**Problem description:** All lines below containing the string "woman" are to be copied.

--------

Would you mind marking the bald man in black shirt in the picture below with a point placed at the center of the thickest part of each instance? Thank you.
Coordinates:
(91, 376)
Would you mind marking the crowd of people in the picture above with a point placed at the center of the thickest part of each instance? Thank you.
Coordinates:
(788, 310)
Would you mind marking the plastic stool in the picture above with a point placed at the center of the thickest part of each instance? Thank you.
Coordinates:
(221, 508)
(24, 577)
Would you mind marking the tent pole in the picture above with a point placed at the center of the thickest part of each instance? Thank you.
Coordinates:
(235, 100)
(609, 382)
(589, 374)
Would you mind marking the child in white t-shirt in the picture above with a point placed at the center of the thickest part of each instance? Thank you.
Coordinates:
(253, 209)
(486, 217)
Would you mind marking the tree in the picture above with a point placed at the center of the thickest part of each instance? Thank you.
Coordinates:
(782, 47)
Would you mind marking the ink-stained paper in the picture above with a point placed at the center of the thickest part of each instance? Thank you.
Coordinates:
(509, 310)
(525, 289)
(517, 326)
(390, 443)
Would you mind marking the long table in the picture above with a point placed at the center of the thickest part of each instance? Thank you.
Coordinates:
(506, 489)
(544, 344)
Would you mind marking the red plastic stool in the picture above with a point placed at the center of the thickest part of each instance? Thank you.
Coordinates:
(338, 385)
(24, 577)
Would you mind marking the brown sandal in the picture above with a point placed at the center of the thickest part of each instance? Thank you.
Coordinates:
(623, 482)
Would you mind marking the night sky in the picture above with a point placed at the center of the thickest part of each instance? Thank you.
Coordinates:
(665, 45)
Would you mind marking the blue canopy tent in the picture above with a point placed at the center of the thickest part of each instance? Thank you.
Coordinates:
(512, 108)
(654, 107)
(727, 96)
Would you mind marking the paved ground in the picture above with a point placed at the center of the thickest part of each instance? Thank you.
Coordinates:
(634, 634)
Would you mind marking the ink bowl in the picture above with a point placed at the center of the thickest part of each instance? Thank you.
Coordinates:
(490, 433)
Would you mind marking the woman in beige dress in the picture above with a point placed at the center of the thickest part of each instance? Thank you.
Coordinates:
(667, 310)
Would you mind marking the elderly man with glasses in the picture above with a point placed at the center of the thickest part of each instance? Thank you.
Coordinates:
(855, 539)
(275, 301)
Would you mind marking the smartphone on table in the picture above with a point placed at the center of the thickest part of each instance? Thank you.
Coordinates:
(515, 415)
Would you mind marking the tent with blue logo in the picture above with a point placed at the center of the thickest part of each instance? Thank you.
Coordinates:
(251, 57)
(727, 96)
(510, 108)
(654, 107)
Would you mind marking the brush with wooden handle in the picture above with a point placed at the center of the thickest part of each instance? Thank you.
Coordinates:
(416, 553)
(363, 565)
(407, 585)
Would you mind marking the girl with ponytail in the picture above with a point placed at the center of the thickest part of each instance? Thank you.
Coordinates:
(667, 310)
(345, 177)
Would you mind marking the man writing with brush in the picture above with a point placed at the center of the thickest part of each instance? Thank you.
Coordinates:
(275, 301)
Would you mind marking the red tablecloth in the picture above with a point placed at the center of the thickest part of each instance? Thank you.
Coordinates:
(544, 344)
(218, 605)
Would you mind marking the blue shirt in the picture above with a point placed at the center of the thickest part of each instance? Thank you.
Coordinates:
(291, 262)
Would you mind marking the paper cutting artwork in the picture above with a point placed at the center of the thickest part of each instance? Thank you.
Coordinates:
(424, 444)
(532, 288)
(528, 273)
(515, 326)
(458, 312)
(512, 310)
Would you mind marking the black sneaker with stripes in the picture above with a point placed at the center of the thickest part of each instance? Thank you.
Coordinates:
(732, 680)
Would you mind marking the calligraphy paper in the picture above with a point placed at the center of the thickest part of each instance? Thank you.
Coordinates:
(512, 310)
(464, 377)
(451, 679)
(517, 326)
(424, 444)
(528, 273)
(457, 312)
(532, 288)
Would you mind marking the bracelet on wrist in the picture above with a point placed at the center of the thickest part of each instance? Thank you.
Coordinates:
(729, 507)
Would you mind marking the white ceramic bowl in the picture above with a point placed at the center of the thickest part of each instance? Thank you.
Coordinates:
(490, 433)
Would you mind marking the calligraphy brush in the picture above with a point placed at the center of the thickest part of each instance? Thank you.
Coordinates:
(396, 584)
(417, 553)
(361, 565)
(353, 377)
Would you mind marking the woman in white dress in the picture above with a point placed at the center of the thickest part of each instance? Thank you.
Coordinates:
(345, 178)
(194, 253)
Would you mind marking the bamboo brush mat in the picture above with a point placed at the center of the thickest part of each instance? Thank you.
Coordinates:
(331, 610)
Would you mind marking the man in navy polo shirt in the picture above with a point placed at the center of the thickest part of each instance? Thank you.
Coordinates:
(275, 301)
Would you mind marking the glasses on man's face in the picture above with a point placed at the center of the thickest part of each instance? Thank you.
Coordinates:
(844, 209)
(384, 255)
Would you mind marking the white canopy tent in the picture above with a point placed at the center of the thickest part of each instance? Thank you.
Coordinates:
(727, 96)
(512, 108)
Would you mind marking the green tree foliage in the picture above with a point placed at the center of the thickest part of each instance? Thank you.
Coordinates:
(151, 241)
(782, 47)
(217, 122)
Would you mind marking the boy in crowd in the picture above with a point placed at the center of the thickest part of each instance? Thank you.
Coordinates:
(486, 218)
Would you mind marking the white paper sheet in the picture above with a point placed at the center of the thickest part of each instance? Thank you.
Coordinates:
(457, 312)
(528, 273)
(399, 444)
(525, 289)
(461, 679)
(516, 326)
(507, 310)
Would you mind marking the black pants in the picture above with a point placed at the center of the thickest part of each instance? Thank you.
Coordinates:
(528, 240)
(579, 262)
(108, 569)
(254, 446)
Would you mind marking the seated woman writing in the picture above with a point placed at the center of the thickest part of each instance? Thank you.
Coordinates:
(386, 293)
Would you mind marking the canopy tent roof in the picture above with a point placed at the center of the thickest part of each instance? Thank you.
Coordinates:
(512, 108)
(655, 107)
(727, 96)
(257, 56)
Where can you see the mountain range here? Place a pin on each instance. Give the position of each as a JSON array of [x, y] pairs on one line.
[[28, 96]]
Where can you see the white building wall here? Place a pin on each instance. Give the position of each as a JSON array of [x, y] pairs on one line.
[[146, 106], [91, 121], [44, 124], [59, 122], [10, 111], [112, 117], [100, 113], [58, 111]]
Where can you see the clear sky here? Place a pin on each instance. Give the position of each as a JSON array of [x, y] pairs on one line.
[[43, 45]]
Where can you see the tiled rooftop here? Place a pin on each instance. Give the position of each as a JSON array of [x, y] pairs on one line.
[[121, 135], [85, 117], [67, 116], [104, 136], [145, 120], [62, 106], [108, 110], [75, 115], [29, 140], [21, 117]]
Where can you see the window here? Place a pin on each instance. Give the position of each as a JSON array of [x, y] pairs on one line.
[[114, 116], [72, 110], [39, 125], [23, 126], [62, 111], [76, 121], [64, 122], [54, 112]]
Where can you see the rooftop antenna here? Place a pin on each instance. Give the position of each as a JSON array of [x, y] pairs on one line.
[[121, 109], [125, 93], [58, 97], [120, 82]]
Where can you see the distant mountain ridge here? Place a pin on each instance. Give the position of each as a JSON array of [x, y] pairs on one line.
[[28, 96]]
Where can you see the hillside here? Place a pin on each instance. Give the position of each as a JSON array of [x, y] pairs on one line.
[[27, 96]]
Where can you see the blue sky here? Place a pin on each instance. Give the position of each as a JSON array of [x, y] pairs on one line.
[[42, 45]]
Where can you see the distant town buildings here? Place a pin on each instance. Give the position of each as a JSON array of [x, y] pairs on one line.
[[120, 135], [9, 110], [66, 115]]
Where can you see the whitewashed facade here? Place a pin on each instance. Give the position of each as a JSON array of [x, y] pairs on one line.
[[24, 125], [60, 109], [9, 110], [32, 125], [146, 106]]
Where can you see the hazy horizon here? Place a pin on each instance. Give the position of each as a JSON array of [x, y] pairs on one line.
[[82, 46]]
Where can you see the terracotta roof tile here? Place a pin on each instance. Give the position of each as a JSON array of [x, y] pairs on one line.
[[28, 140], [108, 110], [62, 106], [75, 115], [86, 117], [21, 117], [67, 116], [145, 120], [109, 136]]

--------

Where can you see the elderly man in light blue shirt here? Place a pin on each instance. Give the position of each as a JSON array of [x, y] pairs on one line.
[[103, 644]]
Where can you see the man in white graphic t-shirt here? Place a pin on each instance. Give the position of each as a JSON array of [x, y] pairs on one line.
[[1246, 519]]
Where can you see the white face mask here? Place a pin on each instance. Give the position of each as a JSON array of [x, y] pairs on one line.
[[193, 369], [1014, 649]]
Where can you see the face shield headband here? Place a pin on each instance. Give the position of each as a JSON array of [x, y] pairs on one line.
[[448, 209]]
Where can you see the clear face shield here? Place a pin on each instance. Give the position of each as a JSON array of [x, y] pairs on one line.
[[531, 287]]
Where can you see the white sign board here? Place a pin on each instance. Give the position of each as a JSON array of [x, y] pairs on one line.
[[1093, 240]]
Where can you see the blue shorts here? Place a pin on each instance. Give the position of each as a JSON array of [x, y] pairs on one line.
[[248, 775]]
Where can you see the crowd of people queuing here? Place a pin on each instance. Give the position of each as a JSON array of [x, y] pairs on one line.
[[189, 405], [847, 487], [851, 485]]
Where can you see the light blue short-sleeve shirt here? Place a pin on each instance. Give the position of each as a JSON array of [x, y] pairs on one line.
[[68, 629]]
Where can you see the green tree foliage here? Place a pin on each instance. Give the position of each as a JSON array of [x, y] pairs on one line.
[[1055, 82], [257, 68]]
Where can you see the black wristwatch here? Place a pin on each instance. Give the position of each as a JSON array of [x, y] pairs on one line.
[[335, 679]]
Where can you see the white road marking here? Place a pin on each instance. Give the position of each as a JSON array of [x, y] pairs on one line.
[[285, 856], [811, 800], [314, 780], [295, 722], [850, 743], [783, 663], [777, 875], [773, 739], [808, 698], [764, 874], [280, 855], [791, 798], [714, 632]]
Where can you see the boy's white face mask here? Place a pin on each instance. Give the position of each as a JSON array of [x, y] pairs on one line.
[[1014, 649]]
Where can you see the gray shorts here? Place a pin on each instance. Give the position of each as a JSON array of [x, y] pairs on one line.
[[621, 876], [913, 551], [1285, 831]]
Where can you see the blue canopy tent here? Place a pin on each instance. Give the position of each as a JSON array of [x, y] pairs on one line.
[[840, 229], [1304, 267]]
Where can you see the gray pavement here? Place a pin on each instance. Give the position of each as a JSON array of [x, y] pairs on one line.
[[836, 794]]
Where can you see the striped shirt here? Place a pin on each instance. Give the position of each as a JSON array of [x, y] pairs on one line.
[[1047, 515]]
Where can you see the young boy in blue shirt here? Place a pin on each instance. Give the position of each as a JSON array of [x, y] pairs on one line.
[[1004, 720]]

--------

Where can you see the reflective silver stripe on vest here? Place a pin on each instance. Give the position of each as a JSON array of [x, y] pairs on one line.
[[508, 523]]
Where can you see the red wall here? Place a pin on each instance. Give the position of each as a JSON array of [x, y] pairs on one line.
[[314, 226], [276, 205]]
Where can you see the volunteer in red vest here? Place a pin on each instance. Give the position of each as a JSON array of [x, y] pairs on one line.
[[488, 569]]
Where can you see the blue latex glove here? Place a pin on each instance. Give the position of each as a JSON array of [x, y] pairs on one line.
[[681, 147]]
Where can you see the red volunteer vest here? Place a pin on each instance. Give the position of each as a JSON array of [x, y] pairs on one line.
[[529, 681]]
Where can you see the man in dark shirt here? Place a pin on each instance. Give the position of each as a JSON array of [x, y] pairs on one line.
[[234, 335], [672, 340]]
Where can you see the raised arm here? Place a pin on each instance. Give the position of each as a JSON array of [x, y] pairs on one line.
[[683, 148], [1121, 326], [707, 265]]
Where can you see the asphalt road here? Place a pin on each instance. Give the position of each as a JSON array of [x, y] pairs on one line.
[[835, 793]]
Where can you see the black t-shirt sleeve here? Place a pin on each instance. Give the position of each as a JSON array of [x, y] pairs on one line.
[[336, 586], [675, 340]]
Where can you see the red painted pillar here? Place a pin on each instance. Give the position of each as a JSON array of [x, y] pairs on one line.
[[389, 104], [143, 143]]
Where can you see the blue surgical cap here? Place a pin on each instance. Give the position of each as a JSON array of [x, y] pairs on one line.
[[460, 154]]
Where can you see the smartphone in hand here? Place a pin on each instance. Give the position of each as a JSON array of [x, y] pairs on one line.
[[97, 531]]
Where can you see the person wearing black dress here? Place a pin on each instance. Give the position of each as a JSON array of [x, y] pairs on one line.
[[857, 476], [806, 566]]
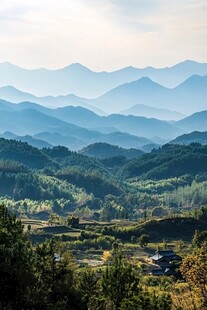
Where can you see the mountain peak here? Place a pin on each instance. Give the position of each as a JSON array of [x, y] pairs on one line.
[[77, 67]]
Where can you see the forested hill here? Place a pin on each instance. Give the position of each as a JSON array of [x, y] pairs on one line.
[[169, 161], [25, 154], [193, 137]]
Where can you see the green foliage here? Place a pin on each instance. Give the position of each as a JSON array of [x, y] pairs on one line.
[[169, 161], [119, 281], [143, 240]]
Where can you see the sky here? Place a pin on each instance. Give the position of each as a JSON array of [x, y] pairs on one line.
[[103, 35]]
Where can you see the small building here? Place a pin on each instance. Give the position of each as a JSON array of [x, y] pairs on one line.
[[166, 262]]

--------

**Answer for this exercise:**
Would you mind marking the woman in beige dress in the picture above with a point placed at the center of the thickest part of each instance? Thank you.
Would you mind marking the woman in white dress in the picture above with a point placed at the center of the thickest part of each instance? Thank you.
Would you mind marking the seated woman writing in the picture above with a point placed at the center of the thickest part of each instance? Thank you.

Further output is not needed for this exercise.